_INSTRUCTION_.
Print exactly, and only, the lines running from the line containing "Locate every instance of the neck" through the end of the records below.

<<<<

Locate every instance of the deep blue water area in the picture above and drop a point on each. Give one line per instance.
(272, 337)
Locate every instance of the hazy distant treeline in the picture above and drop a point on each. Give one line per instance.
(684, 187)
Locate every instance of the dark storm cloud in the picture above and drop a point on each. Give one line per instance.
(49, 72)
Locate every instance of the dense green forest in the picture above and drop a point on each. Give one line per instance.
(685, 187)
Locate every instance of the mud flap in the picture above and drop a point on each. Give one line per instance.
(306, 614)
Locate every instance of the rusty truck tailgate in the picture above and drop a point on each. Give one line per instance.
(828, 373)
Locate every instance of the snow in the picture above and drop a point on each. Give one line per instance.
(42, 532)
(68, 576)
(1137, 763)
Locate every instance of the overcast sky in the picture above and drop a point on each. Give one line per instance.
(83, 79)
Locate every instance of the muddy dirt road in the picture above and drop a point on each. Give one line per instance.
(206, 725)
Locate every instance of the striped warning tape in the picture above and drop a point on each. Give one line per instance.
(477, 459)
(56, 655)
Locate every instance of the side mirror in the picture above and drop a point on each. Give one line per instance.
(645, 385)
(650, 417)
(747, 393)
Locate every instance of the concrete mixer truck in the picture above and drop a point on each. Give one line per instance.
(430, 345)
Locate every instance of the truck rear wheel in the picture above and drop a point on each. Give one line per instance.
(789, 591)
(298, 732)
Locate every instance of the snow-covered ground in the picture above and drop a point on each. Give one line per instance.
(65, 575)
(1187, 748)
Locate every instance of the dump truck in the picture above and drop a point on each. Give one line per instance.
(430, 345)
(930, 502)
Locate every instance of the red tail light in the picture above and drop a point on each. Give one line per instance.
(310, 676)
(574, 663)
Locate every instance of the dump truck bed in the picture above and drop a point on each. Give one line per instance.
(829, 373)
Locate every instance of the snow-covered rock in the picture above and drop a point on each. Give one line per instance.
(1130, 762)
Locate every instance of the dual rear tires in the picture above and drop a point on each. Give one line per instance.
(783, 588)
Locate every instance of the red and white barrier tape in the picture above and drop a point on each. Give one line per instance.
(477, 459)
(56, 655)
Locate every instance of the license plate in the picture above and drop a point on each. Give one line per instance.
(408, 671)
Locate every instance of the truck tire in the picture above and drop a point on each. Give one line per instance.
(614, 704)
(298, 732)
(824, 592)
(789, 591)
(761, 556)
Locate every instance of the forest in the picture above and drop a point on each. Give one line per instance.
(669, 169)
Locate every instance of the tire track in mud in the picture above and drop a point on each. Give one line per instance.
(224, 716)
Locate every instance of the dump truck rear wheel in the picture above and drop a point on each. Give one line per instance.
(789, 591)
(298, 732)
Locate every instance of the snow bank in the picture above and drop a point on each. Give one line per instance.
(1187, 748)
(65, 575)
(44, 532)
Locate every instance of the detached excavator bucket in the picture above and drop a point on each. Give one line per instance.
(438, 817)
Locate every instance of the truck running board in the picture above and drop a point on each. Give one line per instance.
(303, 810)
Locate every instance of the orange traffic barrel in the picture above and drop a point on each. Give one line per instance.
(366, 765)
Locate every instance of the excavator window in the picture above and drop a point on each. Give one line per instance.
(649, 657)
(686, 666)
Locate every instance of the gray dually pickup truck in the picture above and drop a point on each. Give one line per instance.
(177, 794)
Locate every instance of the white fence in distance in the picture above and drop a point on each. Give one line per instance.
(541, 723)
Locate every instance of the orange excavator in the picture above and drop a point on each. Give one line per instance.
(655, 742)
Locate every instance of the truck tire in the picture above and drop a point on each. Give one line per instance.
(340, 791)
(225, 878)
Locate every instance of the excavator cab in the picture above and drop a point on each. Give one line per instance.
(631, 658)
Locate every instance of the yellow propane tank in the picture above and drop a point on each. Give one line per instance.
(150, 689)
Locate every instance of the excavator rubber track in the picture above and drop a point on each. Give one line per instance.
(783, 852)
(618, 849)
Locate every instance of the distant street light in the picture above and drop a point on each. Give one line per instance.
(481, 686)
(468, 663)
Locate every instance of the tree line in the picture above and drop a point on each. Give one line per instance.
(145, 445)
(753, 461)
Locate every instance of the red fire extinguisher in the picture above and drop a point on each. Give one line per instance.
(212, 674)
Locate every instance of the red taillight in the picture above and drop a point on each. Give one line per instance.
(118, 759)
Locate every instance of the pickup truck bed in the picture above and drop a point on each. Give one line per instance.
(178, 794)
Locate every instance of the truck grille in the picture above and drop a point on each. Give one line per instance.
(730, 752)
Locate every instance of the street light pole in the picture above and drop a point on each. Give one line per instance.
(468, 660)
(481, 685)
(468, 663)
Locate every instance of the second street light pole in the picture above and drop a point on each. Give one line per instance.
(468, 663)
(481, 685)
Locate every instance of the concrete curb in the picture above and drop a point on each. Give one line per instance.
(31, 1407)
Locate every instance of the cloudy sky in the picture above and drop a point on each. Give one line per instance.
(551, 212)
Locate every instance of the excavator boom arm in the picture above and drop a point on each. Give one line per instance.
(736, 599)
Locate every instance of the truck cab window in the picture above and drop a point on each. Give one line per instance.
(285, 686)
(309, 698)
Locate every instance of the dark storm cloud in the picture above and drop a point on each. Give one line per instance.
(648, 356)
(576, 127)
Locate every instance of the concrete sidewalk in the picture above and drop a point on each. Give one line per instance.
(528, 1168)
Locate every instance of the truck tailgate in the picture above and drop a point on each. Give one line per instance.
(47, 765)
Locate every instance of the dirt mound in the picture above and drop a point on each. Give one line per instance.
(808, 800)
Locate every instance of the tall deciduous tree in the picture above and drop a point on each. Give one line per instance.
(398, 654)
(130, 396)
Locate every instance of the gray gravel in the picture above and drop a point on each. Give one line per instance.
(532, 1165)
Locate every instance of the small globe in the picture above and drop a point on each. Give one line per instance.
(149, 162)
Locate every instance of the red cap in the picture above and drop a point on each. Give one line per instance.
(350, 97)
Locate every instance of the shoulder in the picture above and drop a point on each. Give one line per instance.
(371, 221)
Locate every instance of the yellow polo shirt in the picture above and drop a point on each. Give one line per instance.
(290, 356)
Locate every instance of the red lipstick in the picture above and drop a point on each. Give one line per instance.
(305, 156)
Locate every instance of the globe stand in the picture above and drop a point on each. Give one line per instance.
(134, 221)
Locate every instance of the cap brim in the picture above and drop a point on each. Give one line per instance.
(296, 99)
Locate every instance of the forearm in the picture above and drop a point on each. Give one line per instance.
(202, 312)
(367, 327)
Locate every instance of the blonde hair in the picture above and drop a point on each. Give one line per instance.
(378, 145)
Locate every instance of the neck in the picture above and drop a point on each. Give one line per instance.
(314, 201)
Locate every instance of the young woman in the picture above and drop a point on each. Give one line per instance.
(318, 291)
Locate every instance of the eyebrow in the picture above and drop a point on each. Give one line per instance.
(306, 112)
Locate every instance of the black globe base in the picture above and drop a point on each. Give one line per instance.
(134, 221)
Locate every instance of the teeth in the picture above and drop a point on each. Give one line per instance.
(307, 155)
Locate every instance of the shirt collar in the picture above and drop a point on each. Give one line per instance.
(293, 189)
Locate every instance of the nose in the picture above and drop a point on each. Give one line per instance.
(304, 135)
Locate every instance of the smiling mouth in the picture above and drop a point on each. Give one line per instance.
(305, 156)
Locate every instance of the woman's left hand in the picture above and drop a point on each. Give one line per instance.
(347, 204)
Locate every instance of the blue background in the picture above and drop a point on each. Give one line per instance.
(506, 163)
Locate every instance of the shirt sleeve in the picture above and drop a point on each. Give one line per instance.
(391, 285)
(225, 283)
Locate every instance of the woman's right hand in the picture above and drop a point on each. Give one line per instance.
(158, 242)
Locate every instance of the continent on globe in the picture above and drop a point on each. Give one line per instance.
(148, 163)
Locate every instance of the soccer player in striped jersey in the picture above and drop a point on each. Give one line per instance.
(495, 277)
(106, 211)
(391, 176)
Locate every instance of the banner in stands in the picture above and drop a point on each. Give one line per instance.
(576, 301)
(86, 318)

>>>>

_ANSWER TO THIS EXERCISE_.
Locate every instance of the neck in the picture above and drop a point on each. Give one line per instance.
(314, 201)
Locate every instance of the young woman in the picture above and drop a point on each. Give one line per instance.
(318, 291)
Locate every instance of the eyebrow in the picture above and drop a point on each. Give one line per instance.
(306, 112)
Locate every instance of the black globe base in the picture above and drop a point on each. Give one line per instance.
(134, 221)
Locate every instance of the teeth in the picture above and drop a point on each. Give one line per instance.
(307, 155)
Locate every instance of the shirt collar in the picture above and drop a point on each. Give one line per instance.
(293, 189)
Locate every instance of the nose in the picture above and drop a point on each. Give one line per instance.
(304, 135)
Locate every instance of the smiling mouth in the picture above and drop a point on each. Give one line per instance.
(305, 156)
Locate every instance of the woman's left hand in the picture above and drop a point on each. Give one line per instance.
(347, 204)
Locate every instance of the blue background in the picture above and drop a point on each. Give one line per instance.
(506, 163)
Locate every instance of the shirt sleeve in the picture above and drop a point on each. Give one line per instance.
(391, 285)
(225, 283)
Locate every instance of the woman's right hand in the picture above and drop a point on each. Give one line per instance.
(158, 242)
Locate every instance of the continent on globe in the picture above and drop a point on each. Give one line per instance.
(148, 163)
Locate every instance of the soccer player in striped jersey in the picture above and drop a point on each. Give one line per instance.
(495, 277)
(106, 211)
(391, 176)
Locate every instance of the banner in stands in the picture above and drop a point on each. Give one line per instance.
(576, 301)
(86, 318)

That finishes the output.